(Stored items)
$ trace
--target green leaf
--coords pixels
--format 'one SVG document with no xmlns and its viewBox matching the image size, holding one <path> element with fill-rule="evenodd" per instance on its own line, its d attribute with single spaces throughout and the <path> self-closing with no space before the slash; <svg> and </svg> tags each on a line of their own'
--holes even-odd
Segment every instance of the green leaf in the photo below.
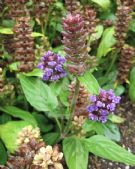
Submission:
<svg viewBox="0 0 135 169">
<path fill-rule="evenodd" d="M 2 28 L 0 27 L 0 33 L 1 34 L 6 34 L 6 35 L 12 35 L 13 31 L 11 28 Z"/>
<path fill-rule="evenodd" d="M 15 21 L 11 19 L 2 19 L 2 25 L 5 28 L 13 28 L 15 25 Z"/>
<path fill-rule="evenodd" d="M 96 135 L 85 139 L 88 150 L 96 156 L 135 166 L 135 155 L 104 136 Z"/>
<path fill-rule="evenodd" d="M 53 82 L 50 85 L 51 90 L 56 94 L 56 96 L 58 96 L 62 90 L 62 82 L 63 82 L 62 80 Z"/>
<path fill-rule="evenodd" d="M 47 84 L 40 79 L 24 75 L 20 75 L 19 79 L 26 99 L 34 108 L 43 112 L 53 112 L 56 109 L 58 106 L 57 97 Z"/>
<path fill-rule="evenodd" d="M 43 71 L 40 69 L 34 69 L 32 72 L 25 73 L 25 76 L 43 77 Z"/>
<path fill-rule="evenodd" d="M 60 95 L 60 93 L 67 89 L 69 84 L 69 80 L 67 78 L 63 78 L 59 81 L 51 83 L 51 90 L 55 93 L 56 96 Z"/>
<path fill-rule="evenodd" d="M 60 138 L 60 133 L 58 132 L 51 132 L 51 133 L 43 135 L 43 140 L 48 145 L 56 144 L 59 138 Z"/>
<path fill-rule="evenodd" d="M 104 134 L 104 126 L 101 122 L 87 119 L 83 125 L 83 130 L 86 132 L 95 131 L 97 134 Z"/>
<path fill-rule="evenodd" d="M 8 114 L 2 114 L 0 116 L 0 124 L 7 123 L 8 121 L 11 121 L 11 120 L 12 120 L 12 118 Z"/>
<path fill-rule="evenodd" d="M 91 0 L 91 1 L 99 5 L 103 10 L 109 10 L 111 5 L 110 0 Z"/>
<path fill-rule="evenodd" d="M 116 94 L 117 96 L 122 95 L 124 92 L 125 92 L 125 88 L 124 88 L 123 85 L 118 85 L 118 86 L 115 88 L 115 94 Z"/>
<path fill-rule="evenodd" d="M 114 27 L 107 28 L 104 33 L 102 40 L 99 44 L 97 57 L 101 58 L 102 56 L 106 56 L 108 52 L 112 50 L 113 45 L 116 43 L 114 38 Z"/>
<path fill-rule="evenodd" d="M 110 120 L 111 122 L 113 122 L 113 123 L 118 123 L 118 124 L 119 124 L 119 123 L 123 123 L 123 122 L 125 121 L 124 118 L 119 117 L 119 116 L 114 115 L 114 114 L 112 114 L 112 115 L 109 116 L 109 120 Z"/>
<path fill-rule="evenodd" d="M 57 47 L 53 48 L 52 51 L 53 51 L 54 53 L 58 53 L 59 55 L 61 55 L 61 56 L 63 56 L 63 57 L 65 57 L 65 55 L 66 55 L 66 53 L 65 53 L 65 51 L 64 51 L 64 48 L 63 48 L 63 45 L 57 46 Z"/>
<path fill-rule="evenodd" d="M 89 71 L 87 71 L 84 75 L 79 76 L 78 79 L 91 94 L 99 94 L 99 84 Z"/>
<path fill-rule="evenodd" d="M 64 90 L 61 91 L 61 93 L 60 93 L 60 101 L 66 107 L 69 106 L 68 96 L 69 96 L 69 90 L 68 89 L 64 89 Z"/>
<path fill-rule="evenodd" d="M 12 28 L 3 28 L 3 27 L 0 27 L 0 33 L 1 34 L 14 34 L 14 32 L 12 31 Z M 32 32 L 31 36 L 33 38 L 35 37 L 43 37 L 44 35 L 42 33 L 39 33 L 39 32 Z"/>
<path fill-rule="evenodd" d="M 13 116 L 13 117 L 20 118 L 24 121 L 27 121 L 35 127 L 37 126 L 37 122 L 36 122 L 35 118 L 33 117 L 33 115 L 31 115 L 27 111 L 24 111 L 22 109 L 14 107 L 14 106 L 6 106 L 4 108 L 0 107 L 0 110 L 9 114 L 9 115 L 11 115 L 11 116 Z"/>
<path fill-rule="evenodd" d="M 6 164 L 6 161 L 7 161 L 7 152 L 2 141 L 0 140 L 0 164 L 4 165 Z"/>
<path fill-rule="evenodd" d="M 56 30 L 57 30 L 58 32 L 62 32 L 62 31 L 63 31 L 62 24 L 58 23 L 58 24 L 56 25 Z"/>
<path fill-rule="evenodd" d="M 120 132 L 115 124 L 107 122 L 102 125 L 104 127 L 104 136 L 106 136 L 110 140 L 120 141 Z"/>
<path fill-rule="evenodd" d="M 88 150 L 83 139 L 75 137 L 64 139 L 63 151 L 69 169 L 87 169 Z"/>
<path fill-rule="evenodd" d="M 17 149 L 16 140 L 18 133 L 28 125 L 31 124 L 26 121 L 11 121 L 0 125 L 0 138 L 11 153 Z"/>
<path fill-rule="evenodd" d="M 130 73 L 129 97 L 132 102 L 135 102 L 135 67 L 133 67 Z"/>
<path fill-rule="evenodd" d="M 32 0 L 30 0 L 30 1 L 28 1 L 27 3 L 26 3 L 26 6 L 27 7 L 31 7 L 33 5 L 33 1 Z"/>
<path fill-rule="evenodd" d="M 41 132 L 46 133 L 52 130 L 53 125 L 48 122 L 44 115 L 33 113 L 33 116 L 35 117 Z"/>
<path fill-rule="evenodd" d="M 103 28 L 102 25 L 97 25 L 94 35 L 90 37 L 90 42 L 93 42 L 93 41 L 98 40 L 99 38 L 101 38 L 102 33 L 103 33 L 103 29 L 104 28 Z"/>
<path fill-rule="evenodd" d="M 83 129 L 86 132 L 94 131 L 97 134 L 104 135 L 111 140 L 120 141 L 119 130 L 117 126 L 111 122 L 103 124 L 98 121 L 86 120 L 83 125 Z"/>
<path fill-rule="evenodd" d="M 132 19 L 130 26 L 129 26 L 129 30 L 135 32 L 135 18 Z"/>
<path fill-rule="evenodd" d="M 51 90 L 55 93 L 56 96 L 59 96 L 59 99 L 61 103 L 68 107 L 69 102 L 68 102 L 68 96 L 69 96 L 69 80 L 68 78 L 64 78 L 62 80 L 59 80 L 57 82 L 51 83 L 50 87 Z"/>
<path fill-rule="evenodd" d="M 56 7 L 57 9 L 59 9 L 59 10 L 62 10 L 62 11 L 65 10 L 64 5 L 63 5 L 62 2 L 58 2 L 58 1 L 57 1 L 54 5 L 55 5 L 55 7 Z"/>
<path fill-rule="evenodd" d="M 9 65 L 9 68 L 11 71 L 17 71 L 18 70 L 18 65 L 19 65 L 19 62 L 14 62 L 14 63 L 11 63 Z"/>
<path fill-rule="evenodd" d="M 43 37 L 44 35 L 42 33 L 39 33 L 39 32 L 32 32 L 31 36 L 33 38 L 36 38 L 36 37 Z"/>
</svg>

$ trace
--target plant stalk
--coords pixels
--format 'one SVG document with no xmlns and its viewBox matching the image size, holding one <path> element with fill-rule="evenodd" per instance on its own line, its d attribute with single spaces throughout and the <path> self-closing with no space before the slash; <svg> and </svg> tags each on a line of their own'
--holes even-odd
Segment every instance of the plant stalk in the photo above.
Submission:
<svg viewBox="0 0 135 169">
<path fill-rule="evenodd" d="M 78 94 L 79 94 L 80 82 L 79 82 L 77 77 L 76 77 L 75 80 L 76 80 L 75 92 L 74 92 L 74 96 L 73 96 L 73 99 L 72 99 L 72 102 L 71 102 L 70 117 L 69 117 L 69 120 L 68 120 L 68 123 L 67 123 L 67 127 L 65 129 L 65 134 L 67 134 L 70 130 L 70 125 L 71 125 L 71 122 L 72 122 L 73 113 L 74 113 L 74 110 L 75 110 L 75 106 L 76 106 L 76 102 L 77 102 L 77 98 L 78 98 Z"/>
</svg>

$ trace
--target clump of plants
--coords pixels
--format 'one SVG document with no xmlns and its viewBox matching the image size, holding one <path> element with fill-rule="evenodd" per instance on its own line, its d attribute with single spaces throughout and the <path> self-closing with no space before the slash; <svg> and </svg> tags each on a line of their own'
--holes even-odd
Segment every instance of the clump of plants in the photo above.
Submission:
<svg viewBox="0 0 135 169">
<path fill-rule="evenodd" d="M 0 169 L 87 169 L 91 155 L 135 166 L 116 113 L 135 101 L 135 2 L 0 5 Z"/>
</svg>

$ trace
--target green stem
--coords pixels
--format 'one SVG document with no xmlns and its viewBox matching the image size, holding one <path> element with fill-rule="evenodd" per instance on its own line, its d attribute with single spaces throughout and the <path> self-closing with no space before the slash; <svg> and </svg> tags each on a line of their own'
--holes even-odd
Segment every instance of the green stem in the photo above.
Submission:
<svg viewBox="0 0 135 169">
<path fill-rule="evenodd" d="M 58 127 L 60 129 L 60 132 L 61 132 L 62 131 L 62 127 L 61 127 L 60 121 L 57 118 L 55 118 L 55 120 L 56 120 L 56 123 L 57 123 L 57 125 L 58 125 Z"/>
<path fill-rule="evenodd" d="M 74 96 L 73 96 L 73 99 L 72 99 L 72 102 L 71 102 L 70 117 L 69 117 L 69 120 L 68 120 L 68 123 L 67 123 L 67 127 L 65 129 L 66 134 L 70 130 L 70 125 L 71 125 L 71 122 L 72 122 L 73 113 L 74 113 L 74 110 L 75 110 L 75 106 L 76 106 L 76 102 L 77 102 L 77 98 L 78 98 L 78 93 L 79 93 L 80 82 L 79 82 L 77 77 L 76 77 L 75 80 L 76 80 L 75 92 L 74 92 Z"/>
<path fill-rule="evenodd" d="M 41 31 L 42 31 L 42 34 L 45 35 L 44 22 L 41 22 Z"/>
<path fill-rule="evenodd" d="M 111 69 L 112 69 L 112 67 L 113 67 L 113 65 L 114 65 L 114 63 L 115 63 L 115 61 L 117 59 L 117 54 L 118 54 L 118 51 L 113 51 L 112 52 L 113 59 L 112 59 L 112 62 L 110 64 L 109 68 L 107 69 L 107 72 L 106 72 L 105 76 L 107 76 L 109 74 L 109 72 L 111 71 Z"/>
<path fill-rule="evenodd" d="M 57 27 L 57 23 L 55 24 L 55 28 Z M 56 29 L 54 29 L 54 31 L 53 31 L 53 35 L 52 35 L 52 39 L 51 39 L 51 46 L 52 46 L 52 44 L 53 44 L 53 40 L 54 40 L 54 38 L 55 38 L 55 35 L 56 35 L 56 32 L 57 32 L 57 30 Z"/>
<path fill-rule="evenodd" d="M 45 20 L 45 27 L 44 27 L 45 32 L 46 32 L 46 29 L 47 29 L 47 24 L 48 24 L 48 20 L 49 20 L 51 10 L 52 10 L 52 7 L 50 6 L 49 9 L 48 9 L 48 14 L 47 14 L 46 20 Z"/>
<path fill-rule="evenodd" d="M 78 80 L 78 78 L 76 77 L 76 85 L 75 85 L 75 93 L 72 99 L 72 103 L 71 103 L 71 109 L 70 109 L 70 119 L 72 119 L 73 116 L 73 112 L 75 110 L 75 106 L 76 106 L 76 102 L 77 102 L 77 97 L 78 97 L 78 93 L 79 93 L 79 87 L 80 87 L 80 82 Z"/>
</svg>

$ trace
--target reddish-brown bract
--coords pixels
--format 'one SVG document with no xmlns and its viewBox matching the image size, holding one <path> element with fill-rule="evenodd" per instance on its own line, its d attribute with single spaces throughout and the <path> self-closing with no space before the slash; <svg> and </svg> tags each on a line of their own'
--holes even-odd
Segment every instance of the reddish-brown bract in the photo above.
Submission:
<svg viewBox="0 0 135 169">
<path fill-rule="evenodd" d="M 31 71 L 35 61 L 34 40 L 31 37 L 32 29 L 29 21 L 28 17 L 20 17 L 14 27 L 15 60 L 20 61 L 19 71 L 21 72 Z"/>
<path fill-rule="evenodd" d="M 85 22 L 80 14 L 68 14 L 63 19 L 63 45 L 68 61 L 68 70 L 72 74 L 82 74 L 88 57 L 87 33 Z"/>
<path fill-rule="evenodd" d="M 117 39 L 117 47 L 122 48 L 125 39 L 127 36 L 128 28 L 130 21 L 132 19 L 131 16 L 132 8 L 130 6 L 122 5 L 117 8 L 117 22 L 115 26 L 115 37 Z"/>
<path fill-rule="evenodd" d="M 118 80 L 124 83 L 128 80 L 130 69 L 133 65 L 133 57 L 135 56 L 135 49 L 132 46 L 125 45 L 120 54 L 118 67 Z"/>
</svg>

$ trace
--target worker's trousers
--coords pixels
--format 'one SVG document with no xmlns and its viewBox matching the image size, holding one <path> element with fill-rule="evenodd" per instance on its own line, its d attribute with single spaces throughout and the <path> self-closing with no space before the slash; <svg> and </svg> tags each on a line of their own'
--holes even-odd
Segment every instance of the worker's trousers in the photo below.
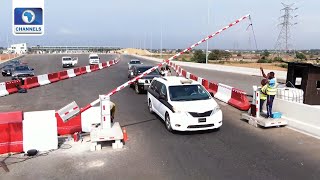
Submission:
<svg viewBox="0 0 320 180">
<path fill-rule="evenodd" d="M 272 117 L 272 105 L 275 95 L 267 96 L 267 117 Z"/>
</svg>

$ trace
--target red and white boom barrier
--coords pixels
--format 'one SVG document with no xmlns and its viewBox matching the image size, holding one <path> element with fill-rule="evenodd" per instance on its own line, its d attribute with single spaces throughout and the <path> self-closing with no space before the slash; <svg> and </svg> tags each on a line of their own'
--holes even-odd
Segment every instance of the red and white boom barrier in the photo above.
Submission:
<svg viewBox="0 0 320 180">
<path fill-rule="evenodd" d="M 176 58 L 179 57 L 180 55 L 182 55 L 182 54 L 190 51 L 191 49 L 197 47 L 198 45 L 202 44 L 203 42 L 206 42 L 207 40 L 209 40 L 209 39 L 211 39 L 211 38 L 219 35 L 221 32 L 229 29 L 230 27 L 238 24 L 239 22 L 241 22 L 241 21 L 243 21 L 244 19 L 247 19 L 247 18 L 249 18 L 249 17 L 250 17 L 250 14 L 245 15 L 245 16 L 241 17 L 240 19 L 237 19 L 236 21 L 234 21 L 233 23 L 229 24 L 228 26 L 225 26 L 224 28 L 220 29 L 219 31 L 212 33 L 211 35 L 209 35 L 209 36 L 207 36 L 206 38 L 200 40 L 199 42 L 191 45 L 190 47 L 188 47 L 188 48 L 186 48 L 185 50 L 179 52 L 178 54 L 170 57 L 169 59 L 165 60 L 164 62 L 162 62 L 162 63 L 160 63 L 160 64 L 152 67 L 151 69 L 145 71 L 145 72 L 142 73 L 141 75 L 139 75 L 139 76 L 137 76 L 137 77 L 129 80 L 128 82 L 120 85 L 119 87 L 117 87 L 117 88 L 115 88 L 114 90 L 112 90 L 111 92 L 109 92 L 109 93 L 107 94 L 107 96 L 111 96 L 111 95 L 113 95 L 113 94 L 121 91 L 123 88 L 125 88 L 125 87 L 129 86 L 130 84 L 136 82 L 136 81 L 137 81 L 138 79 L 140 79 L 141 77 L 143 77 L 143 76 L 151 73 L 152 71 L 156 70 L 157 68 L 161 67 L 162 65 L 164 65 L 164 64 L 166 64 L 166 63 L 169 63 L 171 60 L 176 59 Z M 84 112 L 84 111 L 86 111 L 87 109 L 91 108 L 92 106 L 94 106 L 94 105 L 96 105 L 96 104 L 98 104 L 98 103 L 99 103 L 99 99 L 93 101 L 92 103 L 90 103 L 90 104 L 88 104 L 87 106 L 85 106 L 84 108 L 82 108 L 80 112 Z"/>
</svg>

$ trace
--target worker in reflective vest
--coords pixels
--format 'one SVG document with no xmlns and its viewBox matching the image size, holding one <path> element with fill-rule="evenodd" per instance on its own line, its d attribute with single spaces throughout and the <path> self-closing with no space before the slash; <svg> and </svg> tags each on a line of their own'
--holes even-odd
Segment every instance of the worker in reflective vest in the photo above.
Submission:
<svg viewBox="0 0 320 180">
<path fill-rule="evenodd" d="M 262 76 L 268 80 L 267 87 L 267 118 L 272 117 L 272 106 L 273 100 L 277 94 L 277 79 L 275 78 L 275 73 L 270 72 L 267 75 L 264 73 L 263 68 L 260 67 Z"/>
<path fill-rule="evenodd" d="M 269 73 L 269 81 L 267 88 L 267 118 L 272 117 L 273 100 L 277 94 L 277 80 L 274 77 L 274 72 Z"/>
<path fill-rule="evenodd" d="M 263 104 L 267 100 L 267 88 L 268 88 L 268 80 L 263 79 L 261 81 L 261 89 L 260 89 L 260 113 L 262 113 Z"/>
</svg>

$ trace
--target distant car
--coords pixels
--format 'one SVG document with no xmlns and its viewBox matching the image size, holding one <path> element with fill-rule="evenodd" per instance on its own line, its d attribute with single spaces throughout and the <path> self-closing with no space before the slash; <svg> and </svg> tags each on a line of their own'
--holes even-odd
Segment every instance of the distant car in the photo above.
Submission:
<svg viewBox="0 0 320 180">
<path fill-rule="evenodd" d="M 32 77 L 34 76 L 33 68 L 30 68 L 27 65 L 20 65 L 14 67 L 12 71 L 12 79 L 17 80 L 17 79 L 25 79 L 27 77 Z"/>
<path fill-rule="evenodd" d="M 15 64 L 7 64 L 1 68 L 2 76 L 11 76 Z"/>
<path fill-rule="evenodd" d="M 89 55 L 89 64 L 93 65 L 93 64 L 99 64 L 100 63 L 100 57 L 98 56 L 98 54 L 90 54 Z"/>
<path fill-rule="evenodd" d="M 141 61 L 138 59 L 131 59 L 130 62 L 128 62 L 128 69 L 131 69 L 131 66 L 133 65 L 139 65 L 139 64 L 143 64 L 143 63 L 141 63 Z"/>
<path fill-rule="evenodd" d="M 19 65 L 19 64 L 21 64 L 21 61 L 18 59 L 14 59 L 14 60 L 11 60 L 10 63 L 14 64 L 14 65 Z"/>
<path fill-rule="evenodd" d="M 63 56 L 62 57 L 62 67 L 74 67 L 76 64 L 78 64 L 78 58 L 77 57 L 70 57 L 70 56 Z"/>
<path fill-rule="evenodd" d="M 144 65 L 132 66 L 132 72 L 129 75 L 129 77 L 135 78 L 152 67 L 153 66 L 144 66 Z M 141 79 L 136 81 L 131 87 L 134 87 L 135 92 L 137 94 L 140 94 L 141 92 L 148 90 L 152 79 L 155 77 L 161 77 L 161 74 L 158 69 L 142 77 Z"/>
<path fill-rule="evenodd" d="M 175 76 L 154 78 L 147 97 L 150 113 L 158 114 L 170 132 L 222 126 L 219 105 L 197 81 Z"/>
</svg>

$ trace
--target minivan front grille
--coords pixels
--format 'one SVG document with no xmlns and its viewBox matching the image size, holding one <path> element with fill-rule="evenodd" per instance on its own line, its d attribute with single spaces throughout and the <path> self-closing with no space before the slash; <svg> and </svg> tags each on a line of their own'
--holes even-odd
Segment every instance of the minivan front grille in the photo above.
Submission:
<svg viewBox="0 0 320 180">
<path fill-rule="evenodd" d="M 212 113 L 212 110 L 204 112 L 204 113 L 189 112 L 189 114 L 192 117 L 208 117 L 211 115 L 211 113 Z"/>
<path fill-rule="evenodd" d="M 204 125 L 191 125 L 188 126 L 190 129 L 195 129 L 195 128 L 208 128 L 208 127 L 213 127 L 214 124 L 204 124 Z"/>
</svg>

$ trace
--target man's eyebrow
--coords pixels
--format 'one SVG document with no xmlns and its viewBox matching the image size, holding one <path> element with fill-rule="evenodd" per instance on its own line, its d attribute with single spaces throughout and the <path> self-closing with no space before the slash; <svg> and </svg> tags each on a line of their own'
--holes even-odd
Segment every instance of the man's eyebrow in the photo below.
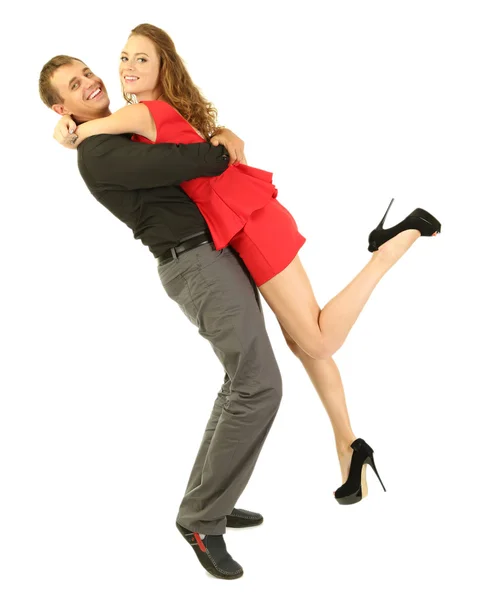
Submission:
<svg viewBox="0 0 478 600">
<path fill-rule="evenodd" d="M 82 73 L 85 73 L 86 71 L 91 71 L 91 69 L 89 67 L 85 67 L 82 71 Z M 75 81 L 75 79 L 78 79 L 78 77 L 75 75 L 74 77 L 72 77 L 68 83 L 68 87 L 70 87 L 70 85 Z"/>
</svg>

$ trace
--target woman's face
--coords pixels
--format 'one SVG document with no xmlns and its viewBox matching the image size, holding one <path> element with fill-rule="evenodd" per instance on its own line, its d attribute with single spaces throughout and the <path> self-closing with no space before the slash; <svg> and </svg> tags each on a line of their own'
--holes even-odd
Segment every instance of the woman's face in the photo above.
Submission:
<svg viewBox="0 0 478 600">
<path fill-rule="evenodd" d="M 135 94 L 138 100 L 155 100 L 160 95 L 159 58 L 153 42 L 144 35 L 128 39 L 119 71 L 127 94 Z"/>
</svg>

(WHAT THE EXERCISE ASKS)
Find the count of lines in the data above where the word "distant" occurs, and write down only that count.

(SOLVED PROBLEM)
2